* _Stated problem_
How many lines of the items below contain the string "tire"? Answer with the number alone.

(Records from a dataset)
----------
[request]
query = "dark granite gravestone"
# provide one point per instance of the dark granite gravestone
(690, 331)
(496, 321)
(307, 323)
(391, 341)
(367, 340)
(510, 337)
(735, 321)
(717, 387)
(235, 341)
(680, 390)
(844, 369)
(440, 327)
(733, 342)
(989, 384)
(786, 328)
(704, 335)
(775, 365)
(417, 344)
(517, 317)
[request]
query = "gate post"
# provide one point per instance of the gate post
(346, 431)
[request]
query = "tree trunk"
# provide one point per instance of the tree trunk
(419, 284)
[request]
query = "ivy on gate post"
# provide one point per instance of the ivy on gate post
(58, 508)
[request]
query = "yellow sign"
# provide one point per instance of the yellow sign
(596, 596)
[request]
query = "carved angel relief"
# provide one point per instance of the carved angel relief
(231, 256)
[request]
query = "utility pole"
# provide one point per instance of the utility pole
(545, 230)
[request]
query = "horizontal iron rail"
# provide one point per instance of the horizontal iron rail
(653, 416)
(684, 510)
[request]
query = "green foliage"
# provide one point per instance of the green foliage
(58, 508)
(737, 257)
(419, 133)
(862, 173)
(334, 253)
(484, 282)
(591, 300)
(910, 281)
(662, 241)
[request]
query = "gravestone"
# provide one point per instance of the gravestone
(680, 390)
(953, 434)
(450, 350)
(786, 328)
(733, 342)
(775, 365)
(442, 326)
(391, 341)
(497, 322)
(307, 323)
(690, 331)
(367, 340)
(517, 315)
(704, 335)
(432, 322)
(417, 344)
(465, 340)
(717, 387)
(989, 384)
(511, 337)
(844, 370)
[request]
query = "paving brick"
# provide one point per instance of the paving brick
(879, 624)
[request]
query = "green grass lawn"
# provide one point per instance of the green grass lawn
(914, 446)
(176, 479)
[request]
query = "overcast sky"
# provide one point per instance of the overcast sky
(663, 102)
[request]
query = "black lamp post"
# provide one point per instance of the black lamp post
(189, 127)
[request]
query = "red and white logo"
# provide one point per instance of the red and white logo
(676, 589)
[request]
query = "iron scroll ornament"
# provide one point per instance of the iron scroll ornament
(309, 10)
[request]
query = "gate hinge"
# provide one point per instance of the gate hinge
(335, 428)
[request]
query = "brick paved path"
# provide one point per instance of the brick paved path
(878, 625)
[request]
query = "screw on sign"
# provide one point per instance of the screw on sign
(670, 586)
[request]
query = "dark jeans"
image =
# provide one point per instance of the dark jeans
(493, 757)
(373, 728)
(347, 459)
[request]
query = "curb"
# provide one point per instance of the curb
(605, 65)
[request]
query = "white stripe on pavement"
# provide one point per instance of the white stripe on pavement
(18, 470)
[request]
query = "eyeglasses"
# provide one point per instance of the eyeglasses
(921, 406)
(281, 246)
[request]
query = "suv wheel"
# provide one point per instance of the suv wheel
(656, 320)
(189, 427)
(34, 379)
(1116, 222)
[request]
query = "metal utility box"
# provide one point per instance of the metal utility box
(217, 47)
----------
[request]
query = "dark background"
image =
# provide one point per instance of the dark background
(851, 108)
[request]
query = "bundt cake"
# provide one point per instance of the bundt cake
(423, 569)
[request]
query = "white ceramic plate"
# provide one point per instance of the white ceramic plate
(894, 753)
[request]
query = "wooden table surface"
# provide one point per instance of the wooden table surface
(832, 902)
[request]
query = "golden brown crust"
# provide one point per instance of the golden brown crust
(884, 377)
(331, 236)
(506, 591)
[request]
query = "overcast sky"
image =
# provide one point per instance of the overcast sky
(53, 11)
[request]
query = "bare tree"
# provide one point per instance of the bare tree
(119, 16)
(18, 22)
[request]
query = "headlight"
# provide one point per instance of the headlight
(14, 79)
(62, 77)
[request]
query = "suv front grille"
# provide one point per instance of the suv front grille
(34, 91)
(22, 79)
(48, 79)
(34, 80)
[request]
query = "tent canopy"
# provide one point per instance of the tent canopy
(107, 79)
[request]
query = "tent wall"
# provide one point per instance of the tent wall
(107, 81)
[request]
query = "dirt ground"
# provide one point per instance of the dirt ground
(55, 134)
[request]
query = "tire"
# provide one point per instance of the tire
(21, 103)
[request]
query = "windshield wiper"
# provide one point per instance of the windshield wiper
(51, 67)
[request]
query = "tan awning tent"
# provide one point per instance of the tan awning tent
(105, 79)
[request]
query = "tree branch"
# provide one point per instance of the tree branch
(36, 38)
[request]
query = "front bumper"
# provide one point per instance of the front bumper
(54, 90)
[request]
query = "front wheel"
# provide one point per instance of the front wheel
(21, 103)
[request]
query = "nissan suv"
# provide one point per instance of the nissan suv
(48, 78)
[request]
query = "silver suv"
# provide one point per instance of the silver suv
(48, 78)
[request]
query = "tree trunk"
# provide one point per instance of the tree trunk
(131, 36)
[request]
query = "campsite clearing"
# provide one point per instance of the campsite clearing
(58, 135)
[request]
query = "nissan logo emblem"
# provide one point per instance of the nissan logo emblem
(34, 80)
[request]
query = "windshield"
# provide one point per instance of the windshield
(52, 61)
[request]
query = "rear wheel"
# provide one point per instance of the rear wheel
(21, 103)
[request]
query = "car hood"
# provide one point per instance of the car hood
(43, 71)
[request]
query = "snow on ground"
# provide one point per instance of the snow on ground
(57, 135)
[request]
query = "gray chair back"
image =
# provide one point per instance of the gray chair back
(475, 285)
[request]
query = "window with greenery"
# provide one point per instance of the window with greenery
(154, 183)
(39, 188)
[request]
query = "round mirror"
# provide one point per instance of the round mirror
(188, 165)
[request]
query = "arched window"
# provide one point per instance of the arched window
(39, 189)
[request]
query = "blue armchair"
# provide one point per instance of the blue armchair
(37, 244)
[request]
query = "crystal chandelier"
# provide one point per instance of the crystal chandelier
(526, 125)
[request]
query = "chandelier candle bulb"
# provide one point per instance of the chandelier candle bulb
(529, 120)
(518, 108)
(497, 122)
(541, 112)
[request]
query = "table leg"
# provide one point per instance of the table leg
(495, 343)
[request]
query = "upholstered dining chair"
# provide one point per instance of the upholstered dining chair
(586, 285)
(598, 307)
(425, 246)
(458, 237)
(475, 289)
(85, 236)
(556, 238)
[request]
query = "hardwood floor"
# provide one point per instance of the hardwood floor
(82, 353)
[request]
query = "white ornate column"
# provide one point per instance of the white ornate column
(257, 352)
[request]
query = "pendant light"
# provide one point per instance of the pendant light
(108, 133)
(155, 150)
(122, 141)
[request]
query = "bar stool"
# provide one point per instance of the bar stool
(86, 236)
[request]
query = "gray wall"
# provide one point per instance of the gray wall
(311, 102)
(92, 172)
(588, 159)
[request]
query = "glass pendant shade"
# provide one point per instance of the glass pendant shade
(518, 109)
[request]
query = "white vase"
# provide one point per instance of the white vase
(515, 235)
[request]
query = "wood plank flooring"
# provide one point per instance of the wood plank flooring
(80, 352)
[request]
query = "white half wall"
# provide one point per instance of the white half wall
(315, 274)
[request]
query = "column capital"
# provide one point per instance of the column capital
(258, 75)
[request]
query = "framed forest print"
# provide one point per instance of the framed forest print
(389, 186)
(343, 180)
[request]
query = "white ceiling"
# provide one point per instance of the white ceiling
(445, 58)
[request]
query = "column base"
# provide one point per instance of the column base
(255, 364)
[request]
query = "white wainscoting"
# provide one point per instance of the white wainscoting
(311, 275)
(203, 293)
----------
* _The answer_
2